== Exercise tasks ==
1. Answer these questions using the oil futures article:
(a) On which days is the Federal Reserve policy meeting held?
(b) By what percentage did China's industrial production rise in the first two months of 2021?
(c) What volume of crude did China import in the January-February period?
2. Reproduce the part of the oil futures article between "WASHINGTON (DTN) -- Oil" and "global fuel demand.", inclusive.
3. Proceed with the news article on oil futures and China's data from the point where it stops.

== Document section ==
= = = =

Oil Futures Slip as Markets Eye Fed Meeting, China's Data

Liubov Georges
By  Liubov Georges , DTN Energy Reporter

WASHINGTON (DTN) -- Oil futures nearest delivery on the New York Mercantile Exchange and Brent crude traded on the Intercontinental Exchange erased overnight gains on Monday, pressured by the surge in U.S. Treasury yields and strengthening dollar index as investors adopt a cautious approach ahead of the Federal Reserve policy meeting held Tuesday and Wednesday, while better-than-expected industrial data out of China boosted hopes for a faster recovery in global fuel demand.

China's National Bureau of Statistics reported on Sunday industrial production in the world's second largest economy spiked 35.1% in the first two months of 2021, the biggest bounce in decades, while retail sales also beat expectations with 33.8% growth. The data for January and February were released together to eliminate the uncertainties brought by China's Lunar New Year holiday, which falls within this period.

"After removing the base effect, the growth of main indicators is stable and macro indicators are in a reasonable range," said the NBS.

China's crude imports rebounded 5.8% in the January-February period to 11.13 million barrels per day (bpd) from a 27-month low 9.1 million bpd recorded in December. The sharp increase suggests demand in the world's second largest oil consumer remains robust despite a somewhat sluggish vaccine rollout and renewed COVID restrictions in parts of the country.

= = = =

[Phrase grounding data]
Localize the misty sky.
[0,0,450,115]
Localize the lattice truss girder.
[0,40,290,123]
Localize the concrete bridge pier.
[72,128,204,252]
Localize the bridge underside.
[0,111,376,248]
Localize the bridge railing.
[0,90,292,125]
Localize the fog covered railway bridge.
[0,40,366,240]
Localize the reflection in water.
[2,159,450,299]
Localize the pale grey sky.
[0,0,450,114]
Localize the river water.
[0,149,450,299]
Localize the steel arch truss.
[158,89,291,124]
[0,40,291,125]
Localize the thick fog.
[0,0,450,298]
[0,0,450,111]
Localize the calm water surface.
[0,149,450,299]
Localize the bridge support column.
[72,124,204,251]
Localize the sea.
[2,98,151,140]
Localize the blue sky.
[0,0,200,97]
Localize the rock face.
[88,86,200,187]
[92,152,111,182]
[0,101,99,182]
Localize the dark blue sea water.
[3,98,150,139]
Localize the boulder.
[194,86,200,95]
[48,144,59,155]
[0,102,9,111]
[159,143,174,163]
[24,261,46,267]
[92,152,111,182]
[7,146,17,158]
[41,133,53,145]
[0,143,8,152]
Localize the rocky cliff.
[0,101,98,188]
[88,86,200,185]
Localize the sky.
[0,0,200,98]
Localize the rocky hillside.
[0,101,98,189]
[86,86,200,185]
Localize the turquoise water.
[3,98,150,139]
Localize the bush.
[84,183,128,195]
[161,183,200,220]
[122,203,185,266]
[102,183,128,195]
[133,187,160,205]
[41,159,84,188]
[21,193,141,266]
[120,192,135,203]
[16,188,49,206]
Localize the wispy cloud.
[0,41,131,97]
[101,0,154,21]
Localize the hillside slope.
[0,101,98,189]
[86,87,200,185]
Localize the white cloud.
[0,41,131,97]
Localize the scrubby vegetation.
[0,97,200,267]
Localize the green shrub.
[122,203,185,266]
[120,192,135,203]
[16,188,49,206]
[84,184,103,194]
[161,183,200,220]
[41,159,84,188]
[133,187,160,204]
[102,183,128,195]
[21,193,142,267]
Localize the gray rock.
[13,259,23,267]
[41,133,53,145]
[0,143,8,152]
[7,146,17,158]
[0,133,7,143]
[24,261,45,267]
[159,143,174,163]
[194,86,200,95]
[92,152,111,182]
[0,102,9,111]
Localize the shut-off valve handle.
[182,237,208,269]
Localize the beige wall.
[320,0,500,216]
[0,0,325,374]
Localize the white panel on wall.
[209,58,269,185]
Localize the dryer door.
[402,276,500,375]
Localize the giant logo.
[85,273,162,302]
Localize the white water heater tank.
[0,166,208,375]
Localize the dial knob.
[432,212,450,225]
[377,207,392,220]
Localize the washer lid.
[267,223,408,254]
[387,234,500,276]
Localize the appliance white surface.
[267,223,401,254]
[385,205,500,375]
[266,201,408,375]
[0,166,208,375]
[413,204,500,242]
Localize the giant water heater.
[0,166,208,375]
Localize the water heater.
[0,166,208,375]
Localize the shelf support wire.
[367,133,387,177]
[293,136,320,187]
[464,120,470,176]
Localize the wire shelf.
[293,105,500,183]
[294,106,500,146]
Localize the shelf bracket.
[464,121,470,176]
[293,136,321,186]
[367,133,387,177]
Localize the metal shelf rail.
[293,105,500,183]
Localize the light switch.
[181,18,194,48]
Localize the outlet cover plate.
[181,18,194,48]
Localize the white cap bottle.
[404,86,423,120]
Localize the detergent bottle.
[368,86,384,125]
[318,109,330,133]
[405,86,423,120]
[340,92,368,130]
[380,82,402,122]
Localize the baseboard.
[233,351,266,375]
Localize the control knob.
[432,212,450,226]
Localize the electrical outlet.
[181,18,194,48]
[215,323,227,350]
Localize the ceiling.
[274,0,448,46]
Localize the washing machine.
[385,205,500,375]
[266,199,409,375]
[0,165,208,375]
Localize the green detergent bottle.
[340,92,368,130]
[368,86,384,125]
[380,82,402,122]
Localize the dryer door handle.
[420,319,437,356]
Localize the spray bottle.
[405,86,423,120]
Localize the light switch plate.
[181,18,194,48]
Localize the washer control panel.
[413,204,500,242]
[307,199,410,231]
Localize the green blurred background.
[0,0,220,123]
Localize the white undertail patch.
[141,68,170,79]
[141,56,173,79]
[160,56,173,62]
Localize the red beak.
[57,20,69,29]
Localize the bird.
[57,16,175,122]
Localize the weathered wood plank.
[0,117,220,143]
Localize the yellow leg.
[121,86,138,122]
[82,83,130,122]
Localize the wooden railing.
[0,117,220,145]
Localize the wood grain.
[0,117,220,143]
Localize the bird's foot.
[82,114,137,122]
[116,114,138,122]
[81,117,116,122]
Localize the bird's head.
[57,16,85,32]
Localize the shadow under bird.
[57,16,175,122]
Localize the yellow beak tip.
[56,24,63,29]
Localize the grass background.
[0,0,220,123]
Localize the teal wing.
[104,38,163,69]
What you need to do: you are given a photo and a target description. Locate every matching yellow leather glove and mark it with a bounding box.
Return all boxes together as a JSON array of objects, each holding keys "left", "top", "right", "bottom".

= = = =

== Answers to this exercise ==
1.
(a) Tuesday and Wednesday
(b) 35.1%
(c) 11.13 million barrels per day

2.
WASHINGTON (DTN) -- Oil futures nearest delivery on the New York Mercantile Exchange and Brent crude traded on the Intercontinental Exchange erased overnight gains on Monday, pressured by the surge in U.S. Treasury yields and strengthening dollar index as investors adopt a cautious approach ahead of the Federal Reserve policy meeting held Tuesday and Wednesday, while better-than-expected industrial data out of China boosted hopes for a faster recovery in global fuel demand.

3.
Domestically, investors are laser-like focused on this year's first economic projections from the Federal Reserve Market Open Committee to be released Wednesday, with Fed Chairman Jerome Powell to hold a press conference Wednesday afternoon following the central bank's monetary policy statement.

CME Fed's Watch Tool shows investors peg a 100% probability the central bank will keep its targeted federal funds rate unchanged between 0% and 25%. Markets also expect FOMC officials to upgrade their economic forecasts for the rest of 2021 given U.S. economy's strong fundamentals and additional $1.9 trillion stimulus measures signed into law by U.S. President Joe Biden on March 11.

The December Summery of Economic Projections indicated that Fed members expected improvement across all variables from 2020 to 2021. Specifically, members projected a 4.2% increase in gross domestic product for 2021 compared to the 2.4% decline for 2020. Fed members also projected a 5% unemployment rate for this year, down from 6.7% at the end of 2020.

The GDPNow model published by Atlanta's Federal Reserve estimate for real GDP growth in the first quarter jumped to 8.4% on March 8, up from 8.3% on March 5.

High-frequency economic indicators suggest the economy has indeed picked up speed over the past week, with unemployment claims falling to the lowest since the start of the pandemic at 712,000, paving the way for a spring hiring bounce back, and traffic activity surged 5% above of January 2020 baseline, the highest since the week ended Oct. 30, and roughly on par with year-ago levels. Government data showed gasoline consumption in the United States climbed to a four-month high 8.726 million bpd as of March 5th, while distillate demand is now above a year ago at 4.487 million bpd.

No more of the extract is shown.